** Opening DATA FOR REVIEW block **
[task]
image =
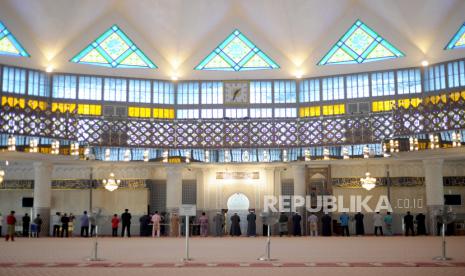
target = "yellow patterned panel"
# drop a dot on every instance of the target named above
(163, 113)
(12, 102)
(336, 109)
(35, 104)
(381, 106)
(139, 112)
(63, 107)
(435, 99)
(310, 111)
(90, 109)
(406, 103)
(457, 95)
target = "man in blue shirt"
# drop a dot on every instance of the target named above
(344, 219)
(85, 225)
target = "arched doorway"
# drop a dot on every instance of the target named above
(238, 203)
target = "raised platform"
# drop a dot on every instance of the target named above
(228, 256)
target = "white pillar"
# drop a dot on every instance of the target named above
(43, 193)
(277, 182)
(434, 189)
(173, 187)
(200, 189)
(300, 173)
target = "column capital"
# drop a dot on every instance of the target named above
(174, 169)
(433, 162)
(43, 166)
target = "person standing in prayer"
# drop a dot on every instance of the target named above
(156, 219)
(1, 224)
(378, 223)
(251, 224)
(56, 220)
(126, 223)
(72, 218)
(203, 220)
(344, 220)
(64, 225)
(38, 222)
(92, 223)
(296, 219)
(174, 225)
(114, 225)
(85, 225)
(283, 219)
(235, 226)
(326, 223)
(408, 223)
(313, 224)
(359, 226)
(219, 224)
(145, 229)
(26, 223)
(10, 223)
(421, 226)
(388, 223)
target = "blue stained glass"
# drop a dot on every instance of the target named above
(360, 44)
(237, 53)
(114, 49)
(458, 40)
(9, 45)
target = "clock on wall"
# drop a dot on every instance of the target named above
(236, 92)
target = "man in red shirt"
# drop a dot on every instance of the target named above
(11, 222)
(114, 225)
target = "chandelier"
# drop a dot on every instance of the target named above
(368, 182)
(2, 174)
(111, 183)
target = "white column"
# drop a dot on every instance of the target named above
(200, 189)
(43, 193)
(277, 182)
(173, 187)
(300, 173)
(434, 189)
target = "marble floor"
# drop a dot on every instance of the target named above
(233, 256)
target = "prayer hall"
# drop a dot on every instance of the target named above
(232, 137)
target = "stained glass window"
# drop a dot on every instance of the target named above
(90, 88)
(14, 80)
(163, 92)
(408, 81)
(188, 93)
(64, 86)
(115, 90)
(458, 41)
(285, 92)
(237, 53)
(9, 45)
(285, 112)
(261, 92)
(358, 45)
(434, 78)
(309, 90)
(383, 84)
(114, 49)
(357, 86)
(38, 84)
(212, 92)
(456, 72)
(261, 113)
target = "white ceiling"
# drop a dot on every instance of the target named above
(178, 34)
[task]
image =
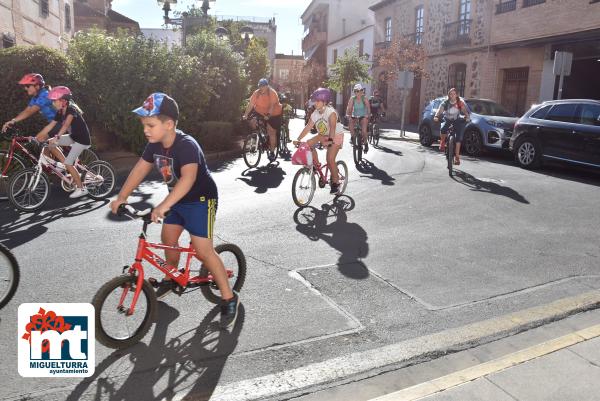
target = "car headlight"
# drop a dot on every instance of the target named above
(494, 123)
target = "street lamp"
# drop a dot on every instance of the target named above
(247, 33)
(222, 33)
(185, 21)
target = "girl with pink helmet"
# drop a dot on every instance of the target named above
(329, 132)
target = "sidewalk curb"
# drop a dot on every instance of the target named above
(361, 365)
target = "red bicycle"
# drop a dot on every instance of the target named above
(305, 181)
(126, 305)
(11, 160)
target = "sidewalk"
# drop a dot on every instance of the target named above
(557, 361)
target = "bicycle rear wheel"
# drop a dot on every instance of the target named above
(27, 192)
(303, 187)
(115, 326)
(99, 179)
(343, 173)
(235, 264)
(252, 150)
(9, 168)
(9, 275)
(450, 150)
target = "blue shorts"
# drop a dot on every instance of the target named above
(197, 218)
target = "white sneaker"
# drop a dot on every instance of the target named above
(78, 193)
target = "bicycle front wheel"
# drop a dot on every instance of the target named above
(357, 147)
(7, 169)
(29, 190)
(252, 150)
(303, 187)
(116, 326)
(9, 275)
(235, 265)
(99, 179)
(343, 174)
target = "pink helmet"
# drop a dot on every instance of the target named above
(322, 94)
(60, 92)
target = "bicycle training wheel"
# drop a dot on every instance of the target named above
(29, 190)
(9, 275)
(99, 179)
(252, 150)
(303, 187)
(343, 173)
(450, 150)
(235, 264)
(7, 169)
(115, 326)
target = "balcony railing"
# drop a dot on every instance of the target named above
(506, 6)
(457, 33)
(529, 3)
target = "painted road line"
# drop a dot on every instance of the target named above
(365, 364)
(451, 380)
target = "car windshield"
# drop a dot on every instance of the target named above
(487, 108)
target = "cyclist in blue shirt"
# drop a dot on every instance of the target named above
(36, 88)
(192, 198)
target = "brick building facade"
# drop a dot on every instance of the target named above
(36, 22)
(497, 49)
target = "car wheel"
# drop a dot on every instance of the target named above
(473, 144)
(425, 135)
(528, 153)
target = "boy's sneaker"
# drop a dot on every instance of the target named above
(164, 288)
(78, 193)
(335, 188)
(229, 311)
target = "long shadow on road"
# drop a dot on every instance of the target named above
(188, 366)
(368, 169)
(330, 224)
(492, 187)
(263, 178)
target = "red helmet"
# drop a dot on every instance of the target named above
(60, 92)
(32, 79)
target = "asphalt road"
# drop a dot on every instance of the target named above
(406, 253)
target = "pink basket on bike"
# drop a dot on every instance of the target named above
(303, 156)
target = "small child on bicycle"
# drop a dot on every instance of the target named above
(69, 118)
(192, 198)
(329, 133)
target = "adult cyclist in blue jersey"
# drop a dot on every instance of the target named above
(36, 88)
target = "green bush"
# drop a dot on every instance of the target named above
(214, 136)
(20, 60)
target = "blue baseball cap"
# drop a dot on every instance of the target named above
(158, 103)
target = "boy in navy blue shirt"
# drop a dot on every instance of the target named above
(192, 199)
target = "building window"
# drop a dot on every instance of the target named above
(44, 8)
(388, 29)
(529, 3)
(419, 28)
(464, 17)
(456, 77)
(505, 6)
(8, 40)
(67, 18)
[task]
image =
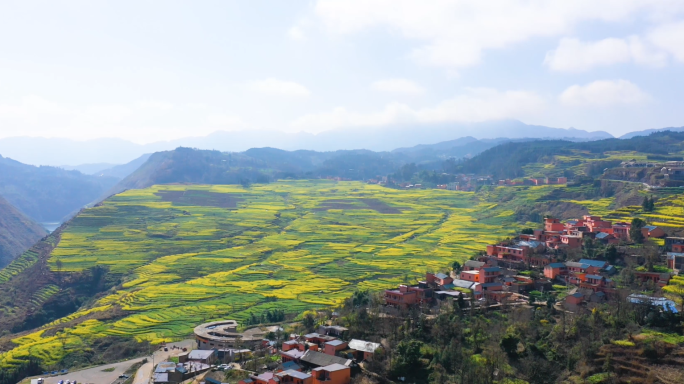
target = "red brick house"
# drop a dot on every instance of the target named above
(675, 260)
(334, 346)
(406, 296)
(483, 275)
(658, 278)
(652, 231)
(438, 278)
(555, 269)
(553, 225)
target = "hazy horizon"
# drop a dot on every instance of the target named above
(147, 73)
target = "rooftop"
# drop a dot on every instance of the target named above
(295, 374)
(365, 346)
(474, 263)
(594, 263)
(575, 264)
(331, 368)
(335, 343)
(321, 359)
(463, 283)
(199, 354)
(556, 265)
(293, 353)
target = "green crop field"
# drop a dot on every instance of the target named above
(192, 253)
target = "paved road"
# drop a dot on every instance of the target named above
(98, 376)
(143, 375)
(95, 375)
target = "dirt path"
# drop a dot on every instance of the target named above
(96, 375)
(144, 374)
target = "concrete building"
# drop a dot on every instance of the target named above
(224, 335)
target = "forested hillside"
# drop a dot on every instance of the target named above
(17, 233)
(558, 157)
(48, 194)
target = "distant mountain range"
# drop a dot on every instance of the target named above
(49, 194)
(647, 132)
(17, 232)
(57, 152)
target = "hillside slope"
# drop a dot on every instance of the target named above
(152, 263)
(564, 158)
(17, 233)
(48, 194)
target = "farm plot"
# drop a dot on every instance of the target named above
(194, 253)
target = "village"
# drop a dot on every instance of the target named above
(521, 271)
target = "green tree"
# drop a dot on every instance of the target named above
(309, 322)
(611, 254)
(635, 231)
(407, 362)
(646, 204)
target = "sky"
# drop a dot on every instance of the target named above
(149, 71)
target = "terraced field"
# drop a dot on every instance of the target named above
(190, 253)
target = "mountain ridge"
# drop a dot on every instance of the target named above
(17, 232)
(58, 151)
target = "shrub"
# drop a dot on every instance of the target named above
(623, 343)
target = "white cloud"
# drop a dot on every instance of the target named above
(280, 87)
(670, 37)
(476, 104)
(225, 121)
(296, 33)
(604, 93)
(573, 55)
(454, 33)
(155, 105)
(140, 122)
(398, 86)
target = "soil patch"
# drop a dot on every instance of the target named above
(200, 198)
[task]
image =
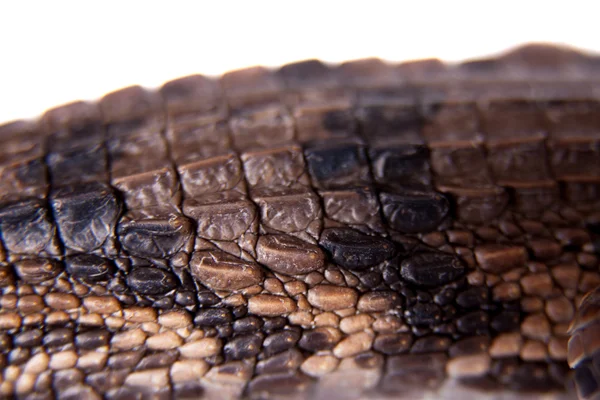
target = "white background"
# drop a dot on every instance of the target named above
(53, 52)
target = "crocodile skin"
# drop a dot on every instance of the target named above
(365, 230)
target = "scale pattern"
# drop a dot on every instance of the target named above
(406, 230)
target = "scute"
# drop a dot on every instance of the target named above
(354, 250)
(86, 215)
(414, 211)
(157, 238)
(431, 269)
(151, 281)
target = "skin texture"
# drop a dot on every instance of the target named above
(358, 231)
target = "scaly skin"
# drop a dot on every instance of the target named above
(360, 231)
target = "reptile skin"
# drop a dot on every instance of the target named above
(366, 230)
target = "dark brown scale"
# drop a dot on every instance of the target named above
(355, 251)
(279, 233)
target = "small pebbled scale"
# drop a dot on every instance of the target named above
(366, 230)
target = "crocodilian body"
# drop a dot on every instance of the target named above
(366, 230)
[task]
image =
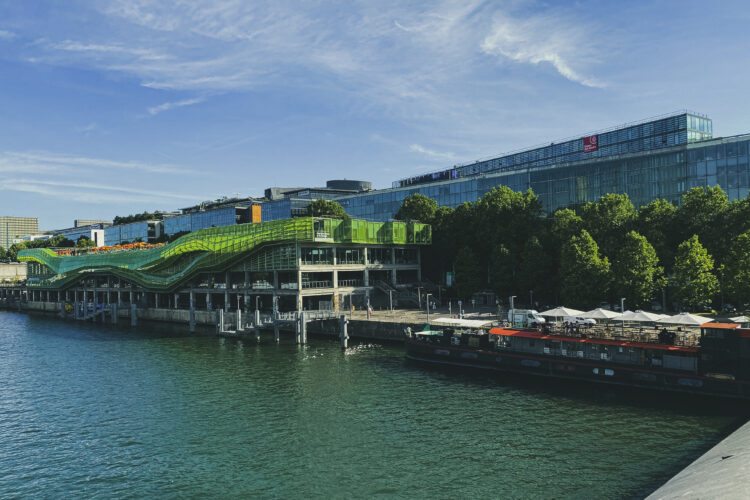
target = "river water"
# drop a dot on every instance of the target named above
(90, 410)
** Closing DATA FOR REVIEW block **
## EXERCISE OBJECTIVE
Wherever the string "field" is found in the listing above, copy the line that contains it.

## RESULT FOR THIS TASK
target = "green crop field"
target = "terraced field"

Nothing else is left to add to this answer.